Stored records
-*-

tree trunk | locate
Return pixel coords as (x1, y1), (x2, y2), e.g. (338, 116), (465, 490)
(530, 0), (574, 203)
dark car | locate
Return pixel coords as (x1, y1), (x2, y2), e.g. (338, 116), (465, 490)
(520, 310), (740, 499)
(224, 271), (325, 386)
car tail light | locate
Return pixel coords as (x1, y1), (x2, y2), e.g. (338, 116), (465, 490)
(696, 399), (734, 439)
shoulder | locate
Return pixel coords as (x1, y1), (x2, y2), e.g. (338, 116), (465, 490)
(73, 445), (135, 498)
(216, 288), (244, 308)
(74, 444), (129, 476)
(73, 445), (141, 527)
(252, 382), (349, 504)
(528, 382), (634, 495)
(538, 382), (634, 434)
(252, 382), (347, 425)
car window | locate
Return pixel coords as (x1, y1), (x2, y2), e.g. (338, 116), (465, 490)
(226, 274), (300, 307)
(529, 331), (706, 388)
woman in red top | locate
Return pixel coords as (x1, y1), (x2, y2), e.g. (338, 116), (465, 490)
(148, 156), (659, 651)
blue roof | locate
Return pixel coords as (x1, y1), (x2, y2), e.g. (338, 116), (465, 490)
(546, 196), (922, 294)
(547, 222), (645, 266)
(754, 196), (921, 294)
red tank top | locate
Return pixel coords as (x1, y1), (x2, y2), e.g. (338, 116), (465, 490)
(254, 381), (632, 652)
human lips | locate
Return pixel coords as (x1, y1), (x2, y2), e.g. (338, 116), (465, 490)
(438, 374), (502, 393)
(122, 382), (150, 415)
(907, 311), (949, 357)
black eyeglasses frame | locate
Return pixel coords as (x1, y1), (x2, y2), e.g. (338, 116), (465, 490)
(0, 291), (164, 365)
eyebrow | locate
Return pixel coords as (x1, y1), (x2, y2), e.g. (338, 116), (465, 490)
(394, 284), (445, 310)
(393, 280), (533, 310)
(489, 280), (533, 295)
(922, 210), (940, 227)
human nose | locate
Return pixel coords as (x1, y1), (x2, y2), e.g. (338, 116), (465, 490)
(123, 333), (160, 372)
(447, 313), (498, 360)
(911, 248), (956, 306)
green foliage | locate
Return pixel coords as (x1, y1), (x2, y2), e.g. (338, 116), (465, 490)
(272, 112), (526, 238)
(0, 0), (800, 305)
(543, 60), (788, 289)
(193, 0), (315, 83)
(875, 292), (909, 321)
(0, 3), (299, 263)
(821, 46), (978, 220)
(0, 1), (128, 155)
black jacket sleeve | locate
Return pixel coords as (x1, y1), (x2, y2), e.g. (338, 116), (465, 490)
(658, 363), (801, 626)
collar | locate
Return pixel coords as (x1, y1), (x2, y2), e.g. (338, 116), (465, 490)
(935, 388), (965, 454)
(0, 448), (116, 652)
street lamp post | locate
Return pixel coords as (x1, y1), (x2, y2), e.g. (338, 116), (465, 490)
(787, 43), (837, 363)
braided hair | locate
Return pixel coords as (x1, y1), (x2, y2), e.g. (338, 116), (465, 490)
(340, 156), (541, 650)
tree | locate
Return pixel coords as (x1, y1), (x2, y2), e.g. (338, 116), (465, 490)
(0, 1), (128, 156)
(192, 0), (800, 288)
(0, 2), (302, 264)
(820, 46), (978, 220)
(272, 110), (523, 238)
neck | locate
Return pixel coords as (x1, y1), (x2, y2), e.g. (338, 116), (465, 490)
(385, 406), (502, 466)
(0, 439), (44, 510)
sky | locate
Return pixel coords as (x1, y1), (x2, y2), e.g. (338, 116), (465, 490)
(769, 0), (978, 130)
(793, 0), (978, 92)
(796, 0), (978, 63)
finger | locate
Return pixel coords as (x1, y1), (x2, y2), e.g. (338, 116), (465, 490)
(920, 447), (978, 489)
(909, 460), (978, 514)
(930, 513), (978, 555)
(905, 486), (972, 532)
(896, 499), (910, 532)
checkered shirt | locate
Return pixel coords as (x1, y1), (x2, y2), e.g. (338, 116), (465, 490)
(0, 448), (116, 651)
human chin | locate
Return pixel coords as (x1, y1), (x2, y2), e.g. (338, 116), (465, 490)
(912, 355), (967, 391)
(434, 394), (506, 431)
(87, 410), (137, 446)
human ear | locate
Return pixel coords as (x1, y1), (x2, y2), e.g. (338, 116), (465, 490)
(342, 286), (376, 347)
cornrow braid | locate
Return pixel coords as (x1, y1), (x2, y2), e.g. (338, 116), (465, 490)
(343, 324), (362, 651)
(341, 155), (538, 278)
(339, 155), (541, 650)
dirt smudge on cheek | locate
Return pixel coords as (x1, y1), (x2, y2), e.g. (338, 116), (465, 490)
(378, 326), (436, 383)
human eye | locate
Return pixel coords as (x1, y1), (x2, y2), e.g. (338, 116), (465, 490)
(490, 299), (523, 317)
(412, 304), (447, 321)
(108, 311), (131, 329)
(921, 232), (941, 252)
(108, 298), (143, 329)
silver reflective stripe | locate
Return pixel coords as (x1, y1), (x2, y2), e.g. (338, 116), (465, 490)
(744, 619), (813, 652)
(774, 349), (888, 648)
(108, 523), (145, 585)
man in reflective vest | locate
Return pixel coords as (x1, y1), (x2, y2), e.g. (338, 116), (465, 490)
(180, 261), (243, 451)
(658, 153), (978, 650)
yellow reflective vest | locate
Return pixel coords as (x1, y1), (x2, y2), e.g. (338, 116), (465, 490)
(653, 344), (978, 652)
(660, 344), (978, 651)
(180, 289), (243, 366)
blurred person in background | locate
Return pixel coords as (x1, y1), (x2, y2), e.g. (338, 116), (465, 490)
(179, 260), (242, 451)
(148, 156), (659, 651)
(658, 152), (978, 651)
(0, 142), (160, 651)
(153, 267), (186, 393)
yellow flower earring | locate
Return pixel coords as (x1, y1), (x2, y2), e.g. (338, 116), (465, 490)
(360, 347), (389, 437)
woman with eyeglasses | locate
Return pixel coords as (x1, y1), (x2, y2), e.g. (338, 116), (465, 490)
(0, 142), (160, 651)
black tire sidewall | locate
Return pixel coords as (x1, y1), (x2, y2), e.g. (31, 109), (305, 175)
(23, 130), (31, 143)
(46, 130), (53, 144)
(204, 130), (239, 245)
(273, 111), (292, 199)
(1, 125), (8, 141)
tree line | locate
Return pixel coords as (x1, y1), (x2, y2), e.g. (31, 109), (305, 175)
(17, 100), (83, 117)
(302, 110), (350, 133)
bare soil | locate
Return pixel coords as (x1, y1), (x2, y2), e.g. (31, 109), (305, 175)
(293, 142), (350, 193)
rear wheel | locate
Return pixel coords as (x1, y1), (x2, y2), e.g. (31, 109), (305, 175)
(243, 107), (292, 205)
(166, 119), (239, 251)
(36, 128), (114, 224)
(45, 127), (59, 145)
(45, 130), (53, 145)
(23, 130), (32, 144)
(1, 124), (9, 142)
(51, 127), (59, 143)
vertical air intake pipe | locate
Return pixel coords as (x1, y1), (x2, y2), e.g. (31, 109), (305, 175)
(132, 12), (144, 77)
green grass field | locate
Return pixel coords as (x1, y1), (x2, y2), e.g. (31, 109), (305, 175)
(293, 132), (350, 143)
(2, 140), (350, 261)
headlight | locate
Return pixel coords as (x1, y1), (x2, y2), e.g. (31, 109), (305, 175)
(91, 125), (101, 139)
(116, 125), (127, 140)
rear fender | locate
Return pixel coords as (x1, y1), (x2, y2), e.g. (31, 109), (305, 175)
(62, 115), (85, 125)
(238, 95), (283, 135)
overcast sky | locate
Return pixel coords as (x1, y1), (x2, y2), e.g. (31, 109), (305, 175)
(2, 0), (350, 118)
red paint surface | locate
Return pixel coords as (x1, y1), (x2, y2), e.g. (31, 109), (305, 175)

-*-

The full set of records above is to be printed exactly as it appears.

tree trunk | locate
Return pixel coords as (x1, y1), (x2, y2), e.g. (338, 116), (465, 490)
(530, 0), (574, 203)
dark car | locate
Return pixel coords as (x1, y1), (x2, y2), e.g. (338, 116), (465, 490)
(520, 310), (740, 499)
(224, 271), (325, 386)
car tail light | locate
Return pixel coords as (x1, y1), (x2, y2), e.g. (338, 116), (465, 490)
(696, 399), (734, 439)
shoulder | locate
Return pixel coords as (x1, y1), (x2, y2), e.g. (338, 116), (465, 490)
(73, 445), (135, 498)
(216, 288), (244, 308)
(74, 444), (129, 476)
(73, 445), (141, 527)
(252, 382), (349, 504)
(528, 382), (634, 495)
(538, 382), (634, 434)
(252, 382), (347, 425)
car window | locate
Return pixel coords as (x1, y1), (x2, y2), e.g. (338, 116), (465, 490)
(226, 274), (300, 307)
(529, 331), (706, 388)
woman in red top | locate
Return pixel coords as (x1, y1), (x2, y2), e.g. (338, 116), (465, 490)
(148, 156), (659, 651)
blue roof | locate
Return pixel coords as (x1, y1), (x2, y2), e.g. (338, 116), (465, 490)
(546, 196), (922, 294)
(547, 222), (645, 266)
(754, 196), (921, 294)
red tank top | locate
Return pixel coords as (x1, y1), (x2, y2), e.g. (338, 116), (465, 490)
(254, 381), (632, 652)
human lips | locate
Return pixel coords as (x1, y1), (x2, y2), e.g. (338, 116), (465, 490)
(438, 374), (502, 393)
(122, 382), (150, 415)
(907, 311), (949, 357)
black eyeglasses frame | locate
Return pixel coords as (x1, y1), (x2, y2), e.g. (338, 116), (465, 490)
(0, 291), (164, 365)
eyebrow | locate
Return pixel coords as (x1, y1), (x2, y2), e.g. (338, 116), (465, 490)
(394, 284), (445, 310)
(393, 280), (533, 310)
(489, 280), (533, 295)
(922, 210), (940, 227)
human nose | locate
Return pixel coords as (x1, y1), (x2, y2), e.g. (338, 116), (465, 490)
(123, 333), (160, 372)
(447, 313), (498, 360)
(911, 248), (956, 306)
green foliage | locate
Return pixel coords as (x1, y1), (x2, y2), e.g. (338, 116), (465, 490)
(272, 112), (526, 238)
(0, 0), (800, 305)
(543, 60), (788, 289)
(193, 0), (315, 83)
(875, 292), (909, 321)
(0, 3), (299, 263)
(821, 46), (978, 220)
(0, 1), (128, 155)
black jacket sleeve | locate
Return pixel coords as (x1, y1), (x2, y2), e.g. (338, 116), (465, 490)
(658, 363), (801, 626)
collar | locate
Return pixel coords as (x1, y1), (x2, y2), e.g. (338, 116), (465, 490)
(935, 388), (965, 454)
(0, 448), (116, 652)
street lamp post | locate
Return pixel coords as (x1, y1), (x2, y2), e.g. (338, 116), (465, 490)
(787, 43), (837, 363)
braided hair | locate
Return pixel coords as (x1, y1), (x2, y2), e.g. (338, 116), (465, 490)
(340, 156), (541, 650)
tree | locate
Return pixel coords as (x1, y1), (x2, y2), e.g. (338, 116), (465, 490)
(0, 1), (128, 156)
(192, 0), (800, 288)
(0, 2), (302, 264)
(820, 46), (978, 220)
(272, 110), (523, 238)
neck | locate
Return pixel coords as (x1, y1), (x2, y2), e.g. (338, 116), (465, 490)
(385, 406), (502, 466)
(0, 439), (44, 510)
sky | locate
Return pixel coords as (x1, y1), (x2, y2), e.g. (338, 116), (465, 490)
(769, 0), (978, 130)
(793, 0), (978, 92)
(796, 0), (978, 63)
finger | locate
Return pixel coords as (x1, y1), (x2, y2), e.g. (338, 116), (465, 490)
(920, 447), (978, 489)
(909, 460), (978, 514)
(930, 513), (978, 555)
(905, 486), (972, 532)
(896, 499), (910, 532)
checkered shirt | locate
Return pixel coords as (x1, y1), (x2, y2), e.g. (338, 116), (465, 490)
(0, 448), (116, 651)
human chin | locate
Return pixel coords as (x1, y1), (x2, y2), e.g. (338, 116), (465, 490)
(912, 355), (967, 391)
(434, 394), (506, 431)
(87, 410), (137, 446)
human ear | locate
Return pixel coords as (x1, y1), (x2, y2), e.g. (338, 116), (465, 490)
(342, 286), (376, 347)
cornrow braid | locate
Return pixel coords as (x1, y1), (x2, y2), e.g. (338, 116), (465, 490)
(343, 324), (362, 651)
(341, 155), (538, 278)
(339, 155), (541, 650)
dirt smudge on cheek | locate
Return pixel coords as (x1, y1), (x2, y2), e.g. (338, 116), (465, 490)
(378, 326), (436, 383)
human eye | locate
Return pixel coords as (x1, y1), (x2, y2), e.g. (338, 116), (465, 490)
(490, 299), (523, 317)
(412, 304), (447, 321)
(108, 311), (131, 329)
(921, 232), (941, 252)
(108, 298), (143, 329)
silver reflective stripe | locate
Return pixel coords as (x1, y1), (x2, y2), e.g. (338, 116), (465, 490)
(744, 619), (813, 652)
(774, 349), (888, 648)
(108, 523), (145, 585)
man in reflective vest | locate
Return pixel coords as (x1, y1), (x2, y2), e.g. (338, 116), (465, 490)
(180, 261), (243, 451)
(658, 153), (978, 650)
yellow reflective vest | locate
Return pixel coords as (x1, y1), (x2, y2), e.g. (338, 116), (465, 490)
(653, 344), (978, 652)
(660, 344), (978, 651)
(180, 289), (243, 366)
blurred person in background | locate
Return pixel coords as (x1, y1), (x2, y2), e.g. (338, 116), (465, 490)
(179, 260), (242, 451)
(148, 156), (659, 651)
(658, 152), (978, 651)
(0, 142), (160, 651)
(153, 267), (186, 393)
yellow flower earring | locate
Return pixel coords as (x1, y1), (x2, y2), e.g. (338, 116), (465, 490)
(360, 347), (389, 437)
woman with eyeglasses | locate
Return pixel coords as (x1, y1), (x2, y2), e.g. (338, 116), (465, 490)
(0, 142), (160, 651)
black tire sidewall | locate
Return pixel coords as (x1, y1), (x2, y2), e.g. (31, 109), (305, 175)
(23, 130), (31, 143)
(46, 130), (53, 144)
(204, 130), (239, 245)
(273, 111), (292, 199)
(1, 125), (8, 141)
tree line | locate
Return pixel coords as (x1, y1), (x2, y2), e.g. (31, 109), (305, 175)
(17, 100), (83, 117)
(302, 110), (350, 133)
bare soil | locate
Return pixel coords as (x1, y1), (x2, y2), e.g. (31, 109), (305, 175)
(293, 142), (350, 193)
rear wheel | locate
Return pixel coords as (x1, y1), (x2, y2), e.g. (31, 109), (305, 175)
(243, 107), (292, 205)
(166, 119), (239, 251)
(36, 128), (114, 224)
(45, 127), (59, 145)
(45, 130), (53, 145)
(23, 130), (32, 144)
(1, 124), (9, 142)
(51, 127), (59, 143)
vertical air intake pipe | locate
Return pixel coords as (x1, y1), (x2, y2), e.g. (31, 109), (305, 175)
(132, 12), (144, 77)
green grass field | locate
Return pixel coords as (x1, y1), (x2, y2), e.g. (31, 109), (305, 175)
(293, 132), (350, 143)
(2, 140), (350, 261)
headlight | locate
Return pixel coords as (x1, y1), (x2, y2), e.g. (31, 109), (305, 175)
(91, 125), (101, 139)
(116, 125), (127, 140)
rear fender | locate
Return pixel coords as (x1, y1), (x2, y2), e.g. (31, 109), (305, 175)
(62, 115), (85, 125)
(238, 95), (283, 135)
overcast sky | locate
Return pixel coords as (x1, y1), (x2, y2), e.g. (31, 109), (305, 175)
(2, 0), (350, 118)
red paint surface | locate
Return pixel coords as (x1, y1), (x2, y2), e.g. (31, 109), (305, 175)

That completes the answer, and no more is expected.